■ **УСЛОВИЕ ЗАДАЧИ**
Установите, соответствуют ли тексту «Заляпанное стекло», приведенному ниже, утверждения (a), (b) и (c): (a) писатель запомнил имена людей, с которыми встретился в Союзе писателей; (b) эта встреча проходила на улице Воровского; (c) рассказ о поездке в Москву прозвучал в Копенгагене весной. На каждое утверждение ответьте «да» или «нет» и дословно приведите решающие слова текста.

Книга: Десятилетие клеветы: Радиодневник писателя
Назад: ГОЛОС СОСНОРЫ
Дальше: ВОСПОМИНАНИЯ ПОД ГИТАРУ

ЗАЛЯПАННОЕ СТЕКЛО

Этим летом в Копенгагене один писатель рассказывал мне о своей недавней поездке в Москву. Как и многие другие западные интеллектуалы, он был под впечатлением происходящих перемен, с энтузиазмом искал повсюду признаки этих перемен и нередко их находил. Так или иначе, но тот факт, что советские журналы печатают сейчас авторов, которые еще год назад состояли в каких-то, как бы вечных, «черных списках», уже говорит сам за себя. В Союзе писателей на улице Воровского писатель встретился с несколькими ответственными людьми. К сожалению, имен не запомнил, для скандинавского человека русские имена звучат труднее, чем исландские. Не могу даже точно сказать, кто это были — писатели или аппаратчики, ни по одежде, ни по манерам определить не смог, посетовал он. Может быть, и те и другие в одних лицах, предположил я, и мой собеседник на минуту замолчал, как бы переваривая этот сногсшибательный вариант.

■ **ДАННЫЕ**

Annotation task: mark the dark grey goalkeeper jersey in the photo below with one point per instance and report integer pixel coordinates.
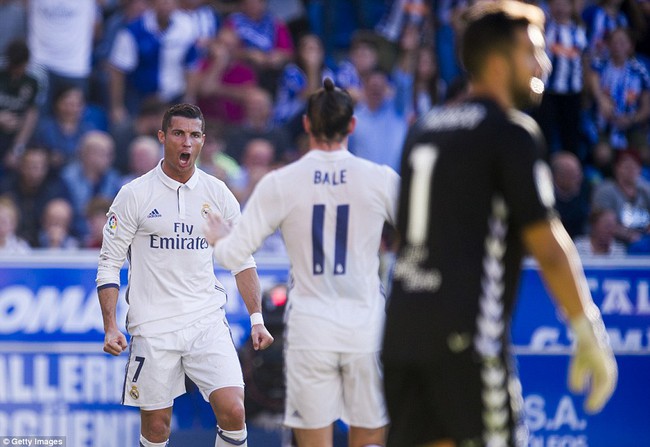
(472, 178)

■ **ОТВЕТ К ЗАДАЧЕ**
(a) Нет: «К сожалению, имен не запомнил».
(b) Да: «В Союзе писателей на улице Воровского писатель встретился с несколькими ответственными людьми».
(c) Нет: «Этим летом в Копенгагене один писатель рассказывал мне о своей недавней поездке в Москву».